• **EXCERPTED PASSAGE**:
________

What does it take to participate in scoring competitions as a beginner?

If you’re thinking about participating in any scoring competition, congratulations! It surely is not everybody’s favorite way to score, but in the end, it is a clear task you are given within a certain amount of time, and it gets you right into the actual craft of writing music for film.

Many questions arise at this stage, and you might be insecure about whether you have the equipment, the skill, or the guts it takes to apply to one of the many competitions. The advice I can give you from my heart is: Do it! Done is better than perfect. Don’t miss out on such unique opportunities to push yourself at the end of your skillset, as this is one of the best ways to improve and have an in-depth experience in this field.

But what do you actually need to know in terms of skills and what technical equipment regarding hardware and software should you possess in order to take action?

________

[Data items]
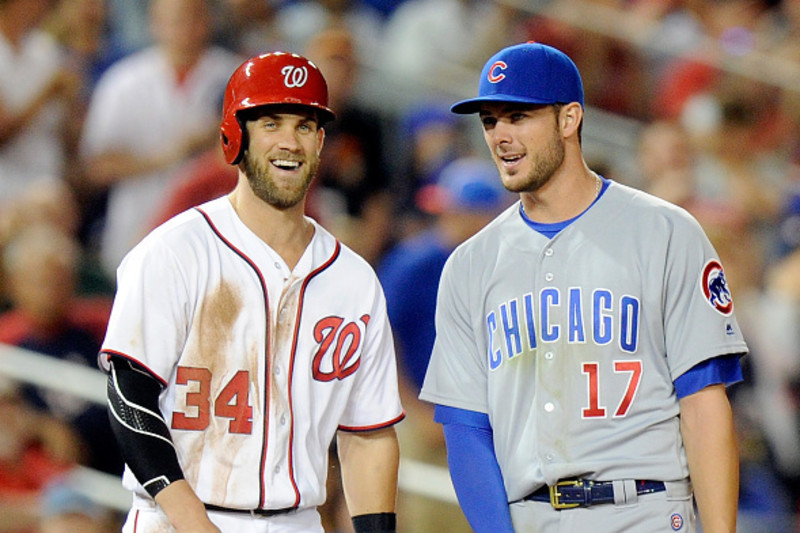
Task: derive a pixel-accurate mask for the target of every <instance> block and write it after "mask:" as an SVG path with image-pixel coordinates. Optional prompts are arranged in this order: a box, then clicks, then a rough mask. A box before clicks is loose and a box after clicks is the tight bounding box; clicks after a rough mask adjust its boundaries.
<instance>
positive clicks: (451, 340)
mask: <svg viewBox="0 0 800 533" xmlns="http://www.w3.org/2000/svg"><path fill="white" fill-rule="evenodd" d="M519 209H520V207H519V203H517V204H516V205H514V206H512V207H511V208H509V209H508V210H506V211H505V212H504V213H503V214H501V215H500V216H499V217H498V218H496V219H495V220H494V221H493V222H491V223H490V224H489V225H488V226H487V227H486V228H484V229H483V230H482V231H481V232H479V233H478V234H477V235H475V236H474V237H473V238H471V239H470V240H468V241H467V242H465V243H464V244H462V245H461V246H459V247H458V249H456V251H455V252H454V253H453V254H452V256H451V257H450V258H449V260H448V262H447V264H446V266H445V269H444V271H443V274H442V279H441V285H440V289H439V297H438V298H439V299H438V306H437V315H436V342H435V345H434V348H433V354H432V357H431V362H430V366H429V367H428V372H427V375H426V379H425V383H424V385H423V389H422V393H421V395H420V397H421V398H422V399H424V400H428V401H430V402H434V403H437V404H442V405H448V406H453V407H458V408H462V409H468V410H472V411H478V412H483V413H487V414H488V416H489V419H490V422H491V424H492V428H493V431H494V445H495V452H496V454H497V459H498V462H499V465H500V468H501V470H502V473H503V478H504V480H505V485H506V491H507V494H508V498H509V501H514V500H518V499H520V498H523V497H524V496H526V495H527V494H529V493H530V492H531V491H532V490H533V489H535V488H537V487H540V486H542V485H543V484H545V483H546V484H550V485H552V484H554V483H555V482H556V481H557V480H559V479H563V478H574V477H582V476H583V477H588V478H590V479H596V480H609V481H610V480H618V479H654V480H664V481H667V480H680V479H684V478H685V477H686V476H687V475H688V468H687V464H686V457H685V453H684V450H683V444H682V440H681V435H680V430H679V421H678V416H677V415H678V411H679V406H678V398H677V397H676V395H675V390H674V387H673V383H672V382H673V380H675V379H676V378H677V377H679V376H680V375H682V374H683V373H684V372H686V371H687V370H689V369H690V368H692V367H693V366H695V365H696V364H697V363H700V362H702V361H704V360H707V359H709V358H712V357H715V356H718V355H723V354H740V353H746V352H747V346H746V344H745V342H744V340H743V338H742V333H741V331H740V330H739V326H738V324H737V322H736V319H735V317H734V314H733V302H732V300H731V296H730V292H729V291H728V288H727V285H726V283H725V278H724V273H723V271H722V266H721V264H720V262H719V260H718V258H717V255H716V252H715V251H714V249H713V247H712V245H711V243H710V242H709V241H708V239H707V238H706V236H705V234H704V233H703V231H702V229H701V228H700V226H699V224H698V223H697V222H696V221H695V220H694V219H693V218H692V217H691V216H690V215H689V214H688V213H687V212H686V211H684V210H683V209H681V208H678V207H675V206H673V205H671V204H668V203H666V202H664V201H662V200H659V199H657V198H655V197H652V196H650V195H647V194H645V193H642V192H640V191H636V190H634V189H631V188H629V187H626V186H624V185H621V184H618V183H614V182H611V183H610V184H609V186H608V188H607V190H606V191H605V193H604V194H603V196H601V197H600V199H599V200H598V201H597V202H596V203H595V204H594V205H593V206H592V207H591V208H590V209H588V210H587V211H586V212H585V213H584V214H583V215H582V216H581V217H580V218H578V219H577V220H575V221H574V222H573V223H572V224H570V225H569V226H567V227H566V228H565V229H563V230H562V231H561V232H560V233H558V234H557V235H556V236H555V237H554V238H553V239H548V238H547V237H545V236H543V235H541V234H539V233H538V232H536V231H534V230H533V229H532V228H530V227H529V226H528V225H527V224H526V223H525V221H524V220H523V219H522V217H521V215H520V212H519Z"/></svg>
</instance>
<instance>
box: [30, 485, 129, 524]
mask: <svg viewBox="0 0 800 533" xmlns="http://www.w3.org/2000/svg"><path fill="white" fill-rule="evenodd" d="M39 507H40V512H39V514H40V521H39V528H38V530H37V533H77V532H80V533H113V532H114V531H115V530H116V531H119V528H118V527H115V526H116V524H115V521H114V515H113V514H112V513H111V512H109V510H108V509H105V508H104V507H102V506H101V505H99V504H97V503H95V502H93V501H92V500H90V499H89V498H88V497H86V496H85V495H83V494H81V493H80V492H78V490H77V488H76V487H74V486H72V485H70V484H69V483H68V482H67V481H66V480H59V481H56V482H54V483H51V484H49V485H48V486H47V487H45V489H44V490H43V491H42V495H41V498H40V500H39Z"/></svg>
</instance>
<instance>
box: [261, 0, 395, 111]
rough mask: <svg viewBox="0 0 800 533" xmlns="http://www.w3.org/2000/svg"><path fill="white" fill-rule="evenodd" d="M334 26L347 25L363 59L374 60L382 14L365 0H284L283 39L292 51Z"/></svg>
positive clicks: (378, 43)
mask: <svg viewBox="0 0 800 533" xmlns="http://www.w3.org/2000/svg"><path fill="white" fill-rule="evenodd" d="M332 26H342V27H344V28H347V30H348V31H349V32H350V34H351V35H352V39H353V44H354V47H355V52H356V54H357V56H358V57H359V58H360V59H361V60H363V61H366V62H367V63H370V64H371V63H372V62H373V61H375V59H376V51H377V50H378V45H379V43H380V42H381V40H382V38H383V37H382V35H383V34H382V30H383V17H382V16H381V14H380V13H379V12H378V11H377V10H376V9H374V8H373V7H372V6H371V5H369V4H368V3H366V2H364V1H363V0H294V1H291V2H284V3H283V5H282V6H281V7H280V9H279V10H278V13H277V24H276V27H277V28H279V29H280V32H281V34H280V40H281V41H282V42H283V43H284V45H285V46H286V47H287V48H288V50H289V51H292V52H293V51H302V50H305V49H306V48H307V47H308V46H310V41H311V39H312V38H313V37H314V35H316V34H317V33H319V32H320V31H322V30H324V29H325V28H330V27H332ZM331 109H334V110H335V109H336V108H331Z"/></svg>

________

• **TASKS TO CARRY OUT**:
[A] In the text on scoring competitions for beginners, what does the author say a scoring competition gets you right into?
[B] From the text on scoring competitions for beginners, copy the stretch from "If you’re thinking" through "music for film.".
[C] Write what comes next in the text on scoring competitions for beginners, picking up after its final sentence.

• **YOUR WRITTEN ANSWERS**:
[A] The actual craft of writing music for film.

[B]
If you’re thinking about participating in any scoring competition, congratulations! It surely is not everybody’s favorite way to score, but in the end, it is a clear task you are given within a certain amount of time, and it gets you right into the actual craft of writing music for film.

[C]
A decent knowledge of orchestration and how to evoke emotions is fundamental for competitions. For the judges, your musical ideas and orchestral craftsmanship are the main criteria you need to focus on. Next to this, a few requirements on the side include knowledge of your notation software and the sounds you have at your disposal.

But let’s take a deeper look into these categories and what you actually need in each of them.

Table of Content

Technical Requirements and why it's not Important

Now, this might seem to be the biggest barrier holding you back from participating in a competition. If hundreds or thousands of participants take place, how am I able to deliver a quality that meets the expectations of the judges? Well, the simple answer is the following:

  1. Sound Quality

Your sound quality is mainly depending on your orchestration. No mixing or mastering engineer can transform a muddy score into a brilliant track. If it lacks the Ooomph you’re looking for –  fix it in the orchestration. If the harmonies clash together – fix it in the orchestration. Don’t waste too many thoughts on the mixing and mastering stage, as it is not a magical place where your composition somehow turns into a god-tier level.
Modern sound libraries, even free VSTs like Spitfires BBC Orchestra or Spitfire Labs, have amazing recording quality, where you don’t need to fiddle around in postproduction. Some minor changes can be made, of course, like reverbs or the adjustment of volume in comparison to the movie footage. But focus on the orchestration instead and deliver a beautifully orchestrated piece.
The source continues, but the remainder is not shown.